(Excerpts from a detection dataset)
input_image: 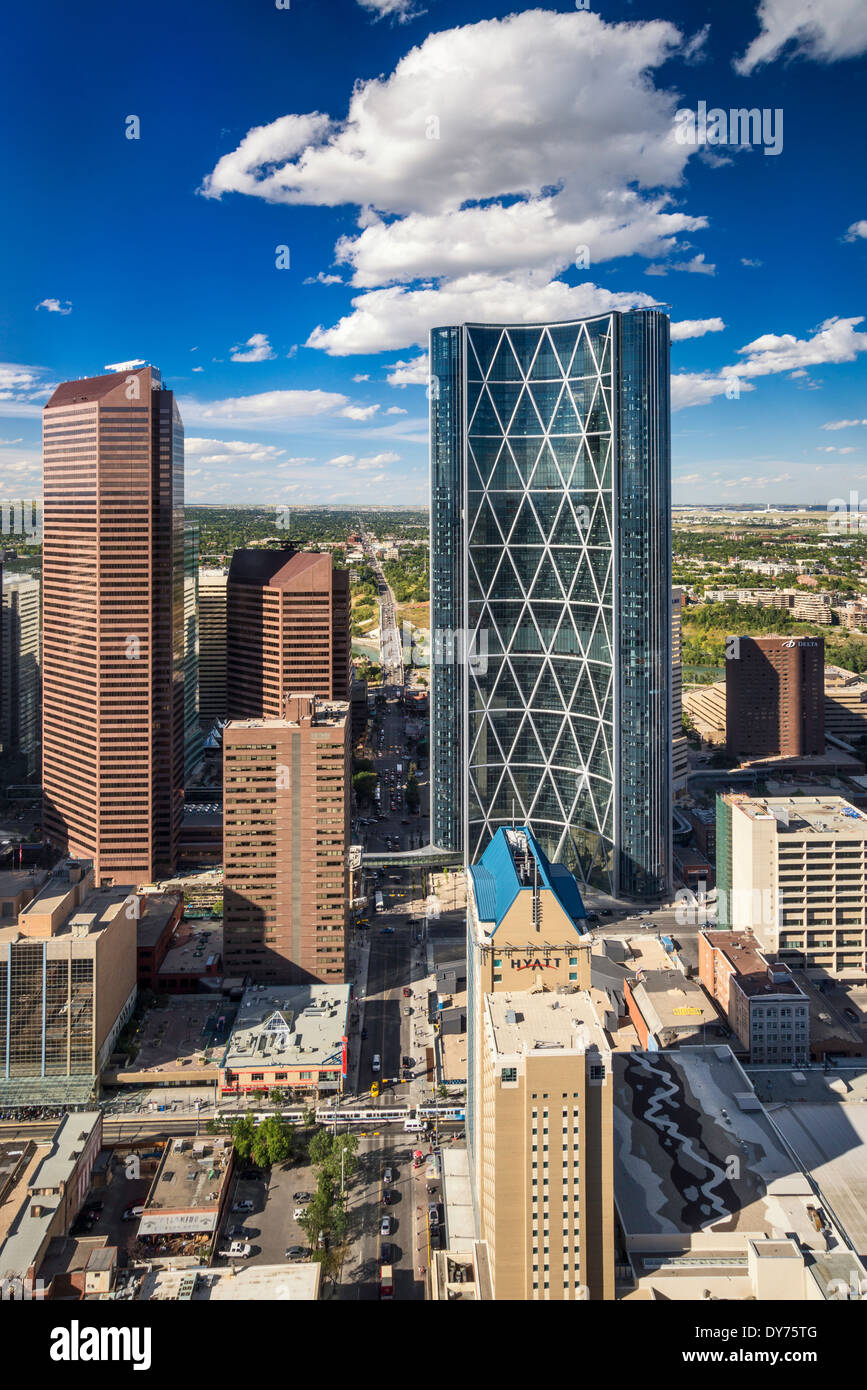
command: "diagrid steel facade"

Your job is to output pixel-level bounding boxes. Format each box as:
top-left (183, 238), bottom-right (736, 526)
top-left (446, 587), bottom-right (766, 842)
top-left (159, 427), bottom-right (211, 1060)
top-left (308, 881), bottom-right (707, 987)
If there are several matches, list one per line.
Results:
top-left (431, 310), bottom-right (671, 895)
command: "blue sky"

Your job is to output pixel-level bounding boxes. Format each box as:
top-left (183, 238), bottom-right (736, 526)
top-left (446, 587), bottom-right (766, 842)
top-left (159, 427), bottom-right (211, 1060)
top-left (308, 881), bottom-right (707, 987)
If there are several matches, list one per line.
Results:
top-left (0, 0), bottom-right (867, 505)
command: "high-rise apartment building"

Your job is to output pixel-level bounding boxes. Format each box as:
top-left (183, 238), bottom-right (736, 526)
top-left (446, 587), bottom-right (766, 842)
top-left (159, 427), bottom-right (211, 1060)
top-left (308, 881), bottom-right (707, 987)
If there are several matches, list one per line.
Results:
top-left (725, 637), bottom-right (825, 758)
top-left (671, 588), bottom-right (689, 796)
top-left (0, 574), bottom-right (42, 784)
top-left (467, 826), bottom-right (614, 1301)
top-left (226, 548), bottom-right (352, 719)
top-left (43, 363), bottom-right (183, 883)
top-left (717, 792), bottom-right (867, 980)
top-left (199, 570), bottom-right (229, 724)
top-left (431, 310), bottom-right (671, 895)
top-left (183, 523), bottom-right (201, 784)
top-left (222, 695), bottom-right (352, 984)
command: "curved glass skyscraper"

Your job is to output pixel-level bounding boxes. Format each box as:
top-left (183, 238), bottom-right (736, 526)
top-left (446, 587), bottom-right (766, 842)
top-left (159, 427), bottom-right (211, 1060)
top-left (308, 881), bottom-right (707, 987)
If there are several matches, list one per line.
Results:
top-left (431, 310), bottom-right (671, 895)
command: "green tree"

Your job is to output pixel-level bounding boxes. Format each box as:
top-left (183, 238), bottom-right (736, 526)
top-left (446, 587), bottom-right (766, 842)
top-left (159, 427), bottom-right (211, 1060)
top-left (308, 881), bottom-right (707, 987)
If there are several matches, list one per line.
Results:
top-left (232, 1111), bottom-right (256, 1158)
top-left (307, 1129), bottom-right (331, 1168)
top-left (253, 1115), bottom-right (293, 1168)
top-left (353, 773), bottom-right (377, 801)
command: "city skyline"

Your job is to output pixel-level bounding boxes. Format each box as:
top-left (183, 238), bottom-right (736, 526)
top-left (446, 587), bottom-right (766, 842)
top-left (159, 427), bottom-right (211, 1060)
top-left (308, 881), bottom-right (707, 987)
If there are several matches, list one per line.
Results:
top-left (0, 0), bottom-right (867, 505)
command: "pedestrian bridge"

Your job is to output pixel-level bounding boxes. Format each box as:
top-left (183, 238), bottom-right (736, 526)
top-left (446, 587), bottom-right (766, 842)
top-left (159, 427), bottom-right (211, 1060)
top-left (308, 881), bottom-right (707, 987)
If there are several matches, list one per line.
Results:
top-left (361, 845), bottom-right (464, 869)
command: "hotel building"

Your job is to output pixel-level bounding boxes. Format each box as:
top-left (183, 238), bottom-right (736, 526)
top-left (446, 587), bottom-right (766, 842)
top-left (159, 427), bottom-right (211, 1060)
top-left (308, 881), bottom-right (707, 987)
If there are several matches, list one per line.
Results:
top-left (725, 637), bottom-right (825, 758)
top-left (467, 827), bottom-right (614, 1301)
top-left (42, 363), bottom-right (185, 884)
top-left (431, 310), bottom-right (672, 895)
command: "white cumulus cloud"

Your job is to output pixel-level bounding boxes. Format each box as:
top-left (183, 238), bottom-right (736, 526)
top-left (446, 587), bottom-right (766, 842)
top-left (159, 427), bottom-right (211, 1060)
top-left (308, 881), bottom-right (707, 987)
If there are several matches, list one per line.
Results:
top-left (232, 334), bottom-right (276, 361)
top-left (671, 318), bottom-right (725, 343)
top-left (735, 0), bottom-right (867, 74)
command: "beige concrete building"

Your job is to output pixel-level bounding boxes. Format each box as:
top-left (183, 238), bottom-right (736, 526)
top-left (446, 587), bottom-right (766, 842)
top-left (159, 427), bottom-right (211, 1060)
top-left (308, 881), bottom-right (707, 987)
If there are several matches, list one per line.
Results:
top-left (717, 794), bottom-right (867, 980)
top-left (684, 681), bottom-right (725, 748)
top-left (0, 860), bottom-right (138, 1104)
top-left (467, 827), bottom-right (614, 1301)
top-left (222, 695), bottom-right (350, 984)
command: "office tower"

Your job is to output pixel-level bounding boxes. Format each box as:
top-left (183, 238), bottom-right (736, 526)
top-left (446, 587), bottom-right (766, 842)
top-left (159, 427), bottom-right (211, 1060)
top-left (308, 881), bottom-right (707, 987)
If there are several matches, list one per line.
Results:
top-left (671, 588), bottom-right (689, 795)
top-left (222, 695), bottom-right (350, 984)
top-left (725, 637), bottom-right (825, 758)
top-left (183, 523), bottom-right (201, 784)
top-left (0, 574), bottom-right (42, 785)
top-left (699, 931), bottom-right (810, 1066)
top-left (467, 826), bottom-right (614, 1300)
top-left (0, 860), bottom-right (136, 1105)
top-left (431, 310), bottom-right (671, 894)
top-left (226, 548), bottom-right (352, 719)
top-left (43, 363), bottom-right (183, 883)
top-left (717, 792), bottom-right (867, 980)
top-left (199, 570), bottom-right (229, 724)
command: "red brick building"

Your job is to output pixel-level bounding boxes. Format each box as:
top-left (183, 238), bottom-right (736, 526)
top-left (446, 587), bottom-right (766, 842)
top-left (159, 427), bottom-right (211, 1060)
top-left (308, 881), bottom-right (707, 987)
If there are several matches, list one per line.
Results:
top-left (725, 637), bottom-right (825, 758)
top-left (226, 548), bottom-right (352, 719)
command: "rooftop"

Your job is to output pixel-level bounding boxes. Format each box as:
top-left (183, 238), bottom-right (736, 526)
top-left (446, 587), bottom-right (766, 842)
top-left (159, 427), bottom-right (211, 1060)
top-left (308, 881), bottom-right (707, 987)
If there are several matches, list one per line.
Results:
top-left (0, 1111), bottom-right (103, 1277)
top-left (629, 969), bottom-right (720, 1034)
top-left (160, 919), bottom-right (222, 976)
top-left (470, 826), bottom-right (586, 934)
top-left (723, 792), bottom-right (867, 840)
top-left (614, 1047), bottom-right (839, 1254)
top-left (139, 1264), bottom-right (322, 1302)
top-left (138, 892), bottom-right (183, 947)
top-left (222, 984), bottom-right (350, 1069)
top-left (702, 931), bottom-right (803, 995)
top-left (485, 990), bottom-right (609, 1056)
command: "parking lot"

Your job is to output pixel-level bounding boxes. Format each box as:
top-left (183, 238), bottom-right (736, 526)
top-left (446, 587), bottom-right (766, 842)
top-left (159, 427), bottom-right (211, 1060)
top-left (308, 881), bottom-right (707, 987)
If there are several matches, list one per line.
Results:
top-left (215, 1162), bottom-right (315, 1265)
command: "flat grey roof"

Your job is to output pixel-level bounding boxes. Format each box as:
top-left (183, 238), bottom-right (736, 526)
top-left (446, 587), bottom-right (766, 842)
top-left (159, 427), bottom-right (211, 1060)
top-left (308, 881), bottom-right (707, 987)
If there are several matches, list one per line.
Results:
top-left (613, 1045), bottom-right (825, 1251)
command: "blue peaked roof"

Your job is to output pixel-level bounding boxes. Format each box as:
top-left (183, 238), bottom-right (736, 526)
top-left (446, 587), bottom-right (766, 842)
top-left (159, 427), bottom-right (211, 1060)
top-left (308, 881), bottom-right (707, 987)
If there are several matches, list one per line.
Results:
top-left (470, 826), bottom-right (586, 931)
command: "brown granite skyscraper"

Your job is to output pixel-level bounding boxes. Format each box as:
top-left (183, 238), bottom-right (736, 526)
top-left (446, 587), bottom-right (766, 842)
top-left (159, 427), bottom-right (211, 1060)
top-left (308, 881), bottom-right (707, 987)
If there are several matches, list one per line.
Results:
top-left (222, 695), bottom-right (352, 984)
top-left (226, 548), bottom-right (352, 719)
top-left (725, 637), bottom-right (825, 758)
top-left (43, 363), bottom-right (183, 883)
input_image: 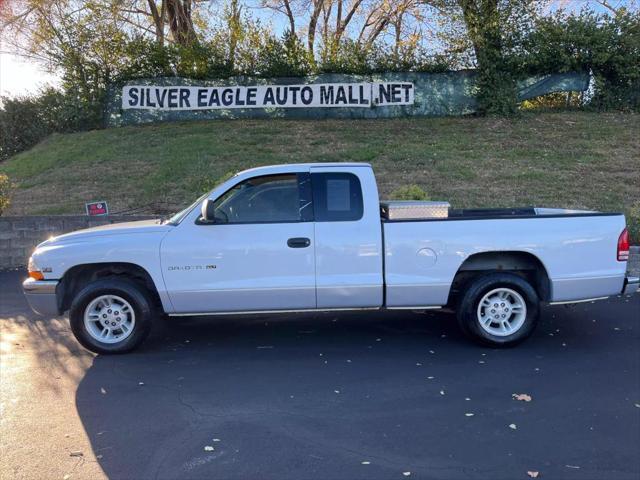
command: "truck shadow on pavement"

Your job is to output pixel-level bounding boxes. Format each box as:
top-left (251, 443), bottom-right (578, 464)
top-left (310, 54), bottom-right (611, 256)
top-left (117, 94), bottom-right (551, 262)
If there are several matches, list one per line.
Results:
top-left (76, 300), bottom-right (640, 479)
top-left (0, 274), bottom-right (640, 479)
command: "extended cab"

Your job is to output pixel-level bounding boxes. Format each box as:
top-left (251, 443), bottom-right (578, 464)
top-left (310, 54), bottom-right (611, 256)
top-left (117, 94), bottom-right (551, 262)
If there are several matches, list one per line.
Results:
top-left (23, 163), bottom-right (639, 353)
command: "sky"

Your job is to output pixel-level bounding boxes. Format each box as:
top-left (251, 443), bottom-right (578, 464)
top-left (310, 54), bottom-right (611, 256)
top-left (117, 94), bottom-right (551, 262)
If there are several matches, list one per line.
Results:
top-left (0, 53), bottom-right (58, 96)
top-left (0, 0), bottom-right (640, 96)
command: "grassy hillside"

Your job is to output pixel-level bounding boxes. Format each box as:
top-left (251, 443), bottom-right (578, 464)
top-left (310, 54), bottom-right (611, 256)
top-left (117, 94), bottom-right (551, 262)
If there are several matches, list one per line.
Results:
top-left (0, 112), bottom-right (640, 238)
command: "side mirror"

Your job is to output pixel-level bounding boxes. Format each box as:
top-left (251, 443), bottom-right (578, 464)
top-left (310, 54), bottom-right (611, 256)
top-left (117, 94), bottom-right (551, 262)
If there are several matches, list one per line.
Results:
top-left (200, 198), bottom-right (216, 223)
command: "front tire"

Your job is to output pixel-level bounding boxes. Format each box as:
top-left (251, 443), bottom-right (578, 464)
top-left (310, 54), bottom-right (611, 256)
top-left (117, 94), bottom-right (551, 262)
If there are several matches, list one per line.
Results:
top-left (69, 278), bottom-right (153, 354)
top-left (457, 273), bottom-right (540, 347)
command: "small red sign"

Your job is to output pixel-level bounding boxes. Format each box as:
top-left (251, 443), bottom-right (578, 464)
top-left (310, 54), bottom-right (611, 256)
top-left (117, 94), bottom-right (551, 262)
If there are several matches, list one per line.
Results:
top-left (85, 202), bottom-right (109, 217)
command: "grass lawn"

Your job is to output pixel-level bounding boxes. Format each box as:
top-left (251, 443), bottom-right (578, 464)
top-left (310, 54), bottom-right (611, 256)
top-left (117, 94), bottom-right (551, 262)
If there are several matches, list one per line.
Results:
top-left (0, 112), bottom-right (640, 242)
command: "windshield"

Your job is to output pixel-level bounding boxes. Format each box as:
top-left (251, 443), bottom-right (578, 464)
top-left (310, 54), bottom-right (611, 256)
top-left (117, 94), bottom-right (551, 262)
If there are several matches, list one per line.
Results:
top-left (164, 192), bottom-right (209, 225)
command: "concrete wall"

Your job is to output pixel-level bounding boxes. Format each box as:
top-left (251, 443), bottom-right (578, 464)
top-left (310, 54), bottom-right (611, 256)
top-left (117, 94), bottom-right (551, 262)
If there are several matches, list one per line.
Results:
top-left (0, 215), bottom-right (157, 268)
top-left (0, 215), bottom-right (640, 276)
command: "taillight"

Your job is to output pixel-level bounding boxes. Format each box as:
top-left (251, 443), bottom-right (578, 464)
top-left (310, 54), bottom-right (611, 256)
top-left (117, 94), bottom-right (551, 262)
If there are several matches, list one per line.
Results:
top-left (618, 228), bottom-right (629, 262)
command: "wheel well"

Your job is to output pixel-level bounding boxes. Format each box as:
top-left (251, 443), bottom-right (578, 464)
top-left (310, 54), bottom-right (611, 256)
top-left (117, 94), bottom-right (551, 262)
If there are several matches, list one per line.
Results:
top-left (57, 262), bottom-right (162, 312)
top-left (449, 251), bottom-right (551, 304)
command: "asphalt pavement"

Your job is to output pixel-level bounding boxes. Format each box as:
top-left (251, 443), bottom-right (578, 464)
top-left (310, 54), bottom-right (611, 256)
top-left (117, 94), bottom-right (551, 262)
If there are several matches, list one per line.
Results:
top-left (0, 272), bottom-right (640, 480)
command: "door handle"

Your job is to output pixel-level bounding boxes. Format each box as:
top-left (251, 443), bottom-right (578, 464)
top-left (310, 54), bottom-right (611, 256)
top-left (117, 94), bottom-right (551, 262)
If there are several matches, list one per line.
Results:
top-left (287, 237), bottom-right (311, 248)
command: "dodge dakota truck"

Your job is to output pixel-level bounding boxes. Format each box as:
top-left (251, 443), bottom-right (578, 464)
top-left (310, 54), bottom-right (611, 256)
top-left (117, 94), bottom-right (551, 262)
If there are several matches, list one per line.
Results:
top-left (23, 163), bottom-right (639, 353)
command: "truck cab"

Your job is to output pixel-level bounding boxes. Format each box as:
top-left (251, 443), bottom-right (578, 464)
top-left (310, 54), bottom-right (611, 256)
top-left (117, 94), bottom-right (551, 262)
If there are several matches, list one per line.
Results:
top-left (23, 163), bottom-right (640, 353)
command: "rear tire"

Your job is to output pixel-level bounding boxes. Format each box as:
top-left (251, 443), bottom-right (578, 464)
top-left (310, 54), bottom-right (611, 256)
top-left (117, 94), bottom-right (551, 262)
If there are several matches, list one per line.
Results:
top-left (69, 278), bottom-right (153, 354)
top-left (457, 273), bottom-right (540, 347)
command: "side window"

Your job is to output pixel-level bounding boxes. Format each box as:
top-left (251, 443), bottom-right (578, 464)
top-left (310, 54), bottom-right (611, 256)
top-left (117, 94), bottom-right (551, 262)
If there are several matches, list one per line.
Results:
top-left (214, 174), bottom-right (304, 223)
top-left (311, 173), bottom-right (363, 222)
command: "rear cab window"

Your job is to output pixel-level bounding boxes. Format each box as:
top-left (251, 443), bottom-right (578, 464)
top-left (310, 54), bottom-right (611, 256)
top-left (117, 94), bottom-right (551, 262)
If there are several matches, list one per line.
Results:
top-left (311, 172), bottom-right (363, 222)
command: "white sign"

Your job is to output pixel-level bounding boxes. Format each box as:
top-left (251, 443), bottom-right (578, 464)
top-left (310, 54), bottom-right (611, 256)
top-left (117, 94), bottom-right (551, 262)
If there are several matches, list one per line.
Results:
top-left (122, 82), bottom-right (415, 110)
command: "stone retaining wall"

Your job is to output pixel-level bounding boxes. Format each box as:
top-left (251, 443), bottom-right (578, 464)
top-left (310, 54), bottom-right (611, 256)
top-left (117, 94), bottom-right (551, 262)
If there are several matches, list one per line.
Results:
top-left (0, 215), bottom-right (157, 269)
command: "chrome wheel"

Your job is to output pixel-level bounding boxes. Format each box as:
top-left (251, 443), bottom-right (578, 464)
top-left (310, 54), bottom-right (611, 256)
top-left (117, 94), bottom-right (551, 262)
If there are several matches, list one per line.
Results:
top-left (84, 295), bottom-right (136, 343)
top-left (477, 288), bottom-right (527, 337)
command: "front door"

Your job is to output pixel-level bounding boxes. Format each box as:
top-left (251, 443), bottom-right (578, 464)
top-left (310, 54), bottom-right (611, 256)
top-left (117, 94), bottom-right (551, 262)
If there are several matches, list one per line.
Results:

### Exercise task
Report each line of the material above that contains the word "window", copying every such line in full.

### Answer to this exercise
command: "side window"
command: "rear cab window"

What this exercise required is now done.